Unterdessen wird das, was bisher veröffentlicht wurde, geprüft. Doch wie wir durch Mitarbeiter der Senatsverwaltung erfahren haben, ist noch längst nicht alles offen gelegt. Darum ist der Volks­entscheid immer noch wichtig und sinnvoll, darum fordern wir, dass nicht nur Verträge offen gelegt werden, sondern auch Beschlüsse und Nebenabreden, denn wir alle wissen: Auf das Klein­gedruckte kommt es an!

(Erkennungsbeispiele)
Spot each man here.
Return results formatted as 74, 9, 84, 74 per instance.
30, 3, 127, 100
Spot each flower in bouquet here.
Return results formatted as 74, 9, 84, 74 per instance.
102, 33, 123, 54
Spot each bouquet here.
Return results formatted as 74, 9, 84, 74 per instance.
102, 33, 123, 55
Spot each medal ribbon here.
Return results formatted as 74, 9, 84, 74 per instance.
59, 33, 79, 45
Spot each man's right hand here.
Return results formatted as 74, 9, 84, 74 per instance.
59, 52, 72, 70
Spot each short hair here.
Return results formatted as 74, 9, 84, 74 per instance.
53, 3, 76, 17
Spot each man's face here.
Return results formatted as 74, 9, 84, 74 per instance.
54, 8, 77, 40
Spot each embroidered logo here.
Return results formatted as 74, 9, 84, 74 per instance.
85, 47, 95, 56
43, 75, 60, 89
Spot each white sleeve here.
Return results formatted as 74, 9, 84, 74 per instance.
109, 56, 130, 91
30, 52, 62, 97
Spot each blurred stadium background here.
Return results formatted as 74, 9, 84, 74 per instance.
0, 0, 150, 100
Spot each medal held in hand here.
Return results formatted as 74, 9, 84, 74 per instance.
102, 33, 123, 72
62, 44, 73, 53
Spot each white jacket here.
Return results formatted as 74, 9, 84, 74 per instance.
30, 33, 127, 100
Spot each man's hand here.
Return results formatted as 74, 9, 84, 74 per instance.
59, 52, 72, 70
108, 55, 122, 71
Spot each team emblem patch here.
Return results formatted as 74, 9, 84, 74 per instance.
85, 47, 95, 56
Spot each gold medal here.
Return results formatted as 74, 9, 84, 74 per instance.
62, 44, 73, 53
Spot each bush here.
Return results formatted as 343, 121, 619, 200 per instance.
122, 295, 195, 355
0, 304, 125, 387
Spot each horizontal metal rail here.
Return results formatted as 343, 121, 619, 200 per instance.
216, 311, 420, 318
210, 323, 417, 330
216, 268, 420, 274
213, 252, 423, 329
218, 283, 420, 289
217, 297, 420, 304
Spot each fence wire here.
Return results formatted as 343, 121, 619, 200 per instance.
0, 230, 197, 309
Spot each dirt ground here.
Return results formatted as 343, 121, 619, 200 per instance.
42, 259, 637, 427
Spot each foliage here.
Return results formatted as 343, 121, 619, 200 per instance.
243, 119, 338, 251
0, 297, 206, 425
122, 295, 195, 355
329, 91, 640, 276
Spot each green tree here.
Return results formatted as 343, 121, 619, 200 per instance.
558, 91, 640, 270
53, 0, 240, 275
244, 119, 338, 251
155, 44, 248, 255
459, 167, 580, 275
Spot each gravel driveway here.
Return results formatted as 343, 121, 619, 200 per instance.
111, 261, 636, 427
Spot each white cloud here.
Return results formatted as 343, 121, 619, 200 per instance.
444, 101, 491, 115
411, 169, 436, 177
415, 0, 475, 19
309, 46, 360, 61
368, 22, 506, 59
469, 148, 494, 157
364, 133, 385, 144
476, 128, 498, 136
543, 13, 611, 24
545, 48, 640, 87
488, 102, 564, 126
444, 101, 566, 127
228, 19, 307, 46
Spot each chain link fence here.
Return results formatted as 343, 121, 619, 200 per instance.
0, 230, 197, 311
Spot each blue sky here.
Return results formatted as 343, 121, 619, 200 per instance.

# Schriftliche Aufgabe A:
Erkläre anhand des Textauszugs, warum der Volksentscheid dort weiterhin als wichtig und sinnvoll gilt.
# Schriftliche Aufgabe B:
Gib die Datensätze wortgetreu wieder, beginnend mit ihrer ersten Zeile und endend mit der Zeile, die „102, 33, 123, 54“ enthält, diese eingeschlossen.

# Übungsergebnis A:
Der Volksentscheid gilt als weiterhin wichtig und sinnvoll, weil man durch Mitarbeiter der Senatsverwaltung erfahren hat, dass noch längst nicht alles offengelegt ist.

# Übungsergebnis B:
Spot each man here.
Return results formatted as 74, 9, 84, 74 per instance.
30, 3, 127, 100
Spot each flower in bouquet here.
Return results formatted as 74, 9, 84, 74 per instance.
102, 33, 123, 54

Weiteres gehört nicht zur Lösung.